Rewrite everything from the line containing "Target: white flowering plant" down to the end of the entries below. Shift each bounding-box coordinate in the answers by -98 and keep every other line unchanged.
# # # # #
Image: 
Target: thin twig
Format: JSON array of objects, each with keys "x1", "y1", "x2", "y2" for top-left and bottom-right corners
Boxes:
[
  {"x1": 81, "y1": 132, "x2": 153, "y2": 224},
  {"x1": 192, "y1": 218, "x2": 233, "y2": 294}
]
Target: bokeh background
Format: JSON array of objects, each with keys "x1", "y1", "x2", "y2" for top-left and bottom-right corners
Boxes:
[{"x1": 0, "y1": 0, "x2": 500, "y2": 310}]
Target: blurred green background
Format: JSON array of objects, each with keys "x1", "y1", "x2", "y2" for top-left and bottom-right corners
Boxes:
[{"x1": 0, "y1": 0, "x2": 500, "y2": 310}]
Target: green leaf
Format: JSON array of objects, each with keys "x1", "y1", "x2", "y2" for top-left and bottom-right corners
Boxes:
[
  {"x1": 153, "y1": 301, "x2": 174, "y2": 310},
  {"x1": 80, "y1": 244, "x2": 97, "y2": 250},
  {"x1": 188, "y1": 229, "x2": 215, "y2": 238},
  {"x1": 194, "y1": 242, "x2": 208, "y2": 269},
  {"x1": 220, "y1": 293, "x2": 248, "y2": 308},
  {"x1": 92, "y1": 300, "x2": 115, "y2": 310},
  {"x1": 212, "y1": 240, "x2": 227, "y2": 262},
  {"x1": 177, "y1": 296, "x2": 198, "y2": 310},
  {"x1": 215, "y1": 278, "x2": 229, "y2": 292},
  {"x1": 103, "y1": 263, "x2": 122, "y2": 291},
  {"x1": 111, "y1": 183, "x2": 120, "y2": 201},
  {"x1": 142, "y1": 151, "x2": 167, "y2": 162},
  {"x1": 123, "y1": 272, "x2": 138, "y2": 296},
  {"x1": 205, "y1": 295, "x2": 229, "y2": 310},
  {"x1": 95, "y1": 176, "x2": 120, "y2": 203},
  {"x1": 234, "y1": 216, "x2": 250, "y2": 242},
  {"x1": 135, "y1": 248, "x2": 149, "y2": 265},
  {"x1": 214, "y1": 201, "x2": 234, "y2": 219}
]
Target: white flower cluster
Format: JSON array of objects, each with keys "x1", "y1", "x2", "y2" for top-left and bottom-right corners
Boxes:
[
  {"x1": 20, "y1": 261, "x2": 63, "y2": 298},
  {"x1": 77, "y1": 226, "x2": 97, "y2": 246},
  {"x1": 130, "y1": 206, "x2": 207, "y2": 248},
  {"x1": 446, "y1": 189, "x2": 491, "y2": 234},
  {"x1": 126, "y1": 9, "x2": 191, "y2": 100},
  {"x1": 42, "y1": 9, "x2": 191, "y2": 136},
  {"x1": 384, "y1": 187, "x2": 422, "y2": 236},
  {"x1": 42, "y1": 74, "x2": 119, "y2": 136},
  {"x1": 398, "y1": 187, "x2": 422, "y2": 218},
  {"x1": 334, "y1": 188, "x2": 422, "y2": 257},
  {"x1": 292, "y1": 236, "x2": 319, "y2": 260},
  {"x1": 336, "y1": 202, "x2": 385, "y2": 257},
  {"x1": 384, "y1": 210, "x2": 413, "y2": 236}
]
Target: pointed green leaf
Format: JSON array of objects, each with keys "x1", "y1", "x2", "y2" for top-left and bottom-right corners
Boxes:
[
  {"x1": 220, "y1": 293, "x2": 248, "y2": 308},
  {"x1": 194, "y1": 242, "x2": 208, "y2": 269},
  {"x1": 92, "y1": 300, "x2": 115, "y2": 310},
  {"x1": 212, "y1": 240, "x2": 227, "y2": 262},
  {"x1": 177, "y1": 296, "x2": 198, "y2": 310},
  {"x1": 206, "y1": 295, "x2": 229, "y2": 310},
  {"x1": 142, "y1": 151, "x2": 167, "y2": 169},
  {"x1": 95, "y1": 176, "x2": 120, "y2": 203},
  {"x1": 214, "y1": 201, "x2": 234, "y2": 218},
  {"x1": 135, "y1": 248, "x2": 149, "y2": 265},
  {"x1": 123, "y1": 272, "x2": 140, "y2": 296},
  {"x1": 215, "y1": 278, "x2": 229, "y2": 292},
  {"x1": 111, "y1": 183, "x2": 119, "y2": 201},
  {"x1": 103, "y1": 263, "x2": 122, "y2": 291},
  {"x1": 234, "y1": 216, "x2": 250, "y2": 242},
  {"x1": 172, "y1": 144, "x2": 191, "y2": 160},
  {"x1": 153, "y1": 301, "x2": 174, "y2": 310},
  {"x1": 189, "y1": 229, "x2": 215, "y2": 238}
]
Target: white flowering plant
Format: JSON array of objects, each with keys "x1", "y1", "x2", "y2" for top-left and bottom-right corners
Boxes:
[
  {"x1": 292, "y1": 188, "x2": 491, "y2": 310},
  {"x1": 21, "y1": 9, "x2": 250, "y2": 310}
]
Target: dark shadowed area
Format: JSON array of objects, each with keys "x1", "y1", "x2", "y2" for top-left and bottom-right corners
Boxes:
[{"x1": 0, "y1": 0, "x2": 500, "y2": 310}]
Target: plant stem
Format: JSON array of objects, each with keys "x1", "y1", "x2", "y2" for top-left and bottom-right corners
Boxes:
# # # # #
> Solution for this problem
Target: white flowering plant
Format: JSON array of objects, each with keys "x1", "y1", "x2", "y2" for top-left and bottom-right corners
Boxes:
[
  {"x1": 194, "y1": 90, "x2": 393, "y2": 212},
  {"x1": -77, "y1": -89, "x2": 152, "y2": 212}
]
Target: dark shadowed area
Format: JSON array of objects, each with keys "x1", "y1", "x2", "y2" for top-left and bottom-right corners
Boxes:
[{"x1": -98, "y1": -98, "x2": 402, "y2": 212}]
Target: plant stem
Format: JSON array of objects, each with keys "x1", "y1", "x2", "y2" for top-left and bottom-right corners
Boxes:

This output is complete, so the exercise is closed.